Note to readers of this blog:
The text that follows is extensive. It is a reply to statements made in recent days by the BBC’s correspondent in Havana, Mr. Fernando Ravsberg, as part of statements he made in an interview with his fellow countryman, journalist Emiliano Cotelo, during Ravsberg’s recent stay in Madrid. The complexity of the topics covered there and my total disagreement with Ravsberg’s views prevent me from expressing myself in a shorter post. I warn you, then, that those who enjoy brevity in writing do not get mired in reading this post and forgive the inability of this blogger to remain silent before such iniquities.
Miriam Celaya González
Open Letter to the BBC in London
I’m just one among millions of earthlings who use the Internet. That said, in my capacity as an alternative Cuban blogger, my access to the net is rather limited and sporadic. However, I feel a sincere respect for information professionals worldwide, and consider the BBC a serious and competitive agency. It is just because of this that I cannot understand how it is possible that under such prestige and tradition there is a chance for the defense of such deceitful and unscrupulous “journalists” who, violating every principle of ethics in the profession, are engaged in misinforming the world, distorting the reality of a nation and, incidentally, providing a (free?) service to the longest dictatorship known in the Western world.
Uruguayan journalist Fernando Ravsberg, a BBC Havana reporter, was interviewed recently in Madrid by Emiliano Cotelo concerning the controversial dialogue initiated between the Cuban government and the top hierarchy of the Catholic Church in Cuba. Ravsberg’s answers, at times ambiguous and always highly partisan, reflect the contempt he feels for this country and for Cubans, as well as the profound ignorance of Cuban history and the aspirations of its people. Ravsberg is not the essence of a journalist, but a propagandist of the Cuban regime and, as such, an uncompromising critic of the dissent and civic outbreak that has started to gain strength in society, sectors very harshly persecuted and harassed in the Island that are struggling to maintain the economic, political, and social rights of all Cubans despite the harassment and repression of which they are victims, while “informers” such as the correspondent in question either look the other way or prefer to reinforce the official discourse by fabricating an imagined reality.

» ENTRIES SHOWN:
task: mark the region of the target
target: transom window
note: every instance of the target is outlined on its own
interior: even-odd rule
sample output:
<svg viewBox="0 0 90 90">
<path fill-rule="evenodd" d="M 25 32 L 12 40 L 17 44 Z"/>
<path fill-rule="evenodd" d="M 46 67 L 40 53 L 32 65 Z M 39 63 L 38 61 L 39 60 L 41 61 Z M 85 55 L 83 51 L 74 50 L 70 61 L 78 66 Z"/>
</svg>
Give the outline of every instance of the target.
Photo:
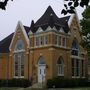
<svg viewBox="0 0 90 90">
<path fill-rule="evenodd" d="M 72 76 L 80 76 L 80 61 L 72 58 Z"/>
<path fill-rule="evenodd" d="M 64 60 L 62 57 L 57 61 L 57 74 L 58 76 L 64 76 Z"/>
<path fill-rule="evenodd" d="M 16 43 L 14 50 L 14 77 L 24 77 L 24 44 L 21 39 Z"/>
<path fill-rule="evenodd" d="M 72 51 L 71 51 L 71 54 L 72 54 L 72 55 L 75 55 L 75 56 L 78 56 L 78 51 L 79 51 L 79 49 L 78 49 L 77 40 L 74 39 L 74 40 L 73 40 L 73 43 L 72 43 Z"/>
<path fill-rule="evenodd" d="M 44 36 L 44 44 L 45 44 L 45 45 L 48 44 L 48 36 L 47 36 L 47 35 Z"/>
<path fill-rule="evenodd" d="M 39 64 L 39 65 L 45 64 L 45 60 L 44 60 L 43 57 L 40 57 L 40 58 L 39 58 L 38 64 Z"/>
<path fill-rule="evenodd" d="M 72 56 L 78 56 L 78 44 L 76 38 L 74 38 L 72 42 L 72 51 L 71 55 Z M 71 65 L 72 65 L 72 76 L 78 77 L 80 76 L 80 60 L 77 57 L 72 57 L 71 58 Z"/>
<path fill-rule="evenodd" d="M 22 41 L 22 39 L 19 39 L 16 43 L 15 51 L 22 50 L 22 49 L 24 49 L 23 41 Z"/>
</svg>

» STATED EXERCISE A:
Answer these from the open letter to the BBC above, one line each:
(i) Who interviewed Fernando Ravsberg, and in what city?
(ii) What nationality is Ravsberg?
(iii) How does the writer describe her own access to the net?
» STATED EXERCISE B:
According to the open letter to the BBC, why is the post so long? Answer in one to three sentences.
» STATED EXERCISE C:
Carry on the open letter to the BBC from the point where it stops.

» EXERCISE OUTPUT A:
(i) Emiliano Cotelo interviewed him in Madrid.
(ii) He is Uruguayan.
(iii) She says it is rather limited and sporadic.

» EXERCISE OUTPUT B:
The complexity of the topics covered in the interview prevents her from writing a shorter post. So does her total disagreement with Ravsberg's views.

» EXERCISE OUTPUT C:
What is that “Cuba” that Ravsberg reports about, and what benefits does he get from it? Only he could answer this. We have already read on other occasions his very personalized Cuban scenario analysis and his peculiar versions in interviews he has done, so it is not so surprising this time that the brilliant correspondent of the BBC paint us a Cuba that Cubans themselves do not know and, to top it all, that he should exceed his ominous functions. It often happens that some clever foreigners like him need just a little bit of time in the Island and a couple of questions that they claim to ask around to master Cuban issues. It’s as if the tropics overheat their brain and they lose the ability to discern. Now Ravsberg not only misrepresents the Cuban reality, but also comes out as an expert in sociology and social psychology of Cuba, mainly in terms of politics and religion. An analysis of such nonsense would be extremely long, so I think it’s best to make only some remarks in order to correct a little the compass of this disoriented reporter, who, as the old popular saying goes, can’t see the forest for the trees.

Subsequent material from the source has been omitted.